*DIRECTIONS*
Beneath this line is the data. Output exactly the lines from the line with "Where can the shoreline" to the line with "Where can the dark", both ends included, and nothing more.

[Region pointing data]
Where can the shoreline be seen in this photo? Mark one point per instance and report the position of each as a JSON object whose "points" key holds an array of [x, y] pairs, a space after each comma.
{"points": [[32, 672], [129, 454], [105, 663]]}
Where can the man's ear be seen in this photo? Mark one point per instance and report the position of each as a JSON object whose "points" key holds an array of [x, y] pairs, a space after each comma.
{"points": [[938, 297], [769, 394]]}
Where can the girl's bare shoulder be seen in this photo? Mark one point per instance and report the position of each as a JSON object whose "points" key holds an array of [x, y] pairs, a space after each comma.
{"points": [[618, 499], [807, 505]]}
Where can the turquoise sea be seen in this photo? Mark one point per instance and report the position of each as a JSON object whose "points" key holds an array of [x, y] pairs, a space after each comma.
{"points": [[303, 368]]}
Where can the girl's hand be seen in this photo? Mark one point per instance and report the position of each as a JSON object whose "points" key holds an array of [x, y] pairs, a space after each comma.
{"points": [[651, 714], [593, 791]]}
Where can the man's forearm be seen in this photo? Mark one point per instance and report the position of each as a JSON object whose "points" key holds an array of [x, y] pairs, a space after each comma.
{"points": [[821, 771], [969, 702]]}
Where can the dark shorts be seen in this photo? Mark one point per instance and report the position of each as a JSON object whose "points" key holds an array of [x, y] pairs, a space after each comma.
--
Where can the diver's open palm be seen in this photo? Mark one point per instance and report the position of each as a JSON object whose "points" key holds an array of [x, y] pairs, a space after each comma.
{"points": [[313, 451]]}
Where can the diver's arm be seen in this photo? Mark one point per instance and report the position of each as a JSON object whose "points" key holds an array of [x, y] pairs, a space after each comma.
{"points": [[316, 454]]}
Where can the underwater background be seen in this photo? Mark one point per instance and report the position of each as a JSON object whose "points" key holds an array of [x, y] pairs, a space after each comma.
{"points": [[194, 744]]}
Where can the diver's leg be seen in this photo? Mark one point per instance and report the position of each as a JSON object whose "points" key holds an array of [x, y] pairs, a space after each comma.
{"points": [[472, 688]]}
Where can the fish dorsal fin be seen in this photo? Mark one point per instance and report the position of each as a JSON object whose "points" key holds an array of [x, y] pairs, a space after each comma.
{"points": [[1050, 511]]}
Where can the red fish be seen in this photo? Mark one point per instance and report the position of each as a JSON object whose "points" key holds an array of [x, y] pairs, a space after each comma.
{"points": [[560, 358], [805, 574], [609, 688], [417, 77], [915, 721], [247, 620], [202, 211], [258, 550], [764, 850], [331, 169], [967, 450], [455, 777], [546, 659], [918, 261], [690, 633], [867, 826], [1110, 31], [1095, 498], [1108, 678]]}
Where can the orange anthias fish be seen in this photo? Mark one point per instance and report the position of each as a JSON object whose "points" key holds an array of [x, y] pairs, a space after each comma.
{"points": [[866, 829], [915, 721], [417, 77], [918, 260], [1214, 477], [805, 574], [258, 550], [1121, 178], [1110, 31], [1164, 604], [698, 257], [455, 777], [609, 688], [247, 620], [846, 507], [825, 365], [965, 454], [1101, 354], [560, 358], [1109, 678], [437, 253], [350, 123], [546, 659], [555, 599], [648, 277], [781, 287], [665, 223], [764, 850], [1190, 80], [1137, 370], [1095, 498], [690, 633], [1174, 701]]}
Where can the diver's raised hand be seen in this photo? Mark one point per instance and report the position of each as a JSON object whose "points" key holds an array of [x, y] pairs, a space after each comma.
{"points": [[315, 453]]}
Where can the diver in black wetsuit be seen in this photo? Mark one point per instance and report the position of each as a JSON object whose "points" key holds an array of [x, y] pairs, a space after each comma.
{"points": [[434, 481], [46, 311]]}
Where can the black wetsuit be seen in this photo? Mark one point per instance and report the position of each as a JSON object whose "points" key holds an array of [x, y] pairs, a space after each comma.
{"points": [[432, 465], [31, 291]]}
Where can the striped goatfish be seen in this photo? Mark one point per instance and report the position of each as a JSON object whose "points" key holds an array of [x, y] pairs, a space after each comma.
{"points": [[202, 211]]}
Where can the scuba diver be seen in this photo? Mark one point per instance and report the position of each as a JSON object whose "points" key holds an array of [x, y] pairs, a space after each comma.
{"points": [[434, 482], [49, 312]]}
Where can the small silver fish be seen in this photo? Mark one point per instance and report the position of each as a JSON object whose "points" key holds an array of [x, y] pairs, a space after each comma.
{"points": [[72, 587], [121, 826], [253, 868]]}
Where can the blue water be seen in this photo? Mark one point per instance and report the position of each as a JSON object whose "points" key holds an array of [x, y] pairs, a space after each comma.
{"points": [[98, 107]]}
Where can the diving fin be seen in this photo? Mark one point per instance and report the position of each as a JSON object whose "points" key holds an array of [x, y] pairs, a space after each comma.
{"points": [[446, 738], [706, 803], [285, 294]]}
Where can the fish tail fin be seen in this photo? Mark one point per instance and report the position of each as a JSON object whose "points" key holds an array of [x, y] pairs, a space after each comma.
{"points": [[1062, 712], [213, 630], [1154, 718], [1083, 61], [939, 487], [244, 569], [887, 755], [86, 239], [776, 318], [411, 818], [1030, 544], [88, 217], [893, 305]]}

*TASK ANSWER*
Where can the shoreline be seen in this photo? Mark one point per instance and report the position of each as a JSON object whose "points" key holds an array of [x, y] pairs, a space after each comma.
{"points": [[32, 672], [129, 454], [105, 663]]}
Where can the man's ear be seen in this photo? Mark one point per instance and report the position of each as a JSON object whose "points" key holds an array of [x, y] pairs, a space after each comma.
{"points": [[938, 297], [769, 394]]}
Where can the girl's bare shoulder be seen in this photo? Mark one point per instance and report the position of each as a JSON object whose "points" key holds an array of [x, y] pairs, a space after each comma.
{"points": [[618, 499], [807, 505]]}
Where can the turquoise sea be seen in this photo? Mark one point per instance and report the position of each as a JSON object whose "points" key holds an array of [x, y] pairs, a space after each comma.
{"points": [[303, 368]]}
Where can the girl's hand be seen in this photo? Mark one point per instance and report the position of each as a JSON object whose "points" key holds an array of [x, y] pairs, a space after each comma.
{"points": [[651, 714], [593, 791]]}
Where can the man's forearm be seen in this photo? Mark one point per instance and report the position of each as a JSON object whose "points" key holds an array of [x, y] pairs, a space after each comma.
{"points": [[821, 771], [969, 702]]}
Where can the dark shorts be seen in this photo? Mark one point per instance and report the position of each as a JSON object whose "points" key holds an array of [x, y] pairs, a space after each comma.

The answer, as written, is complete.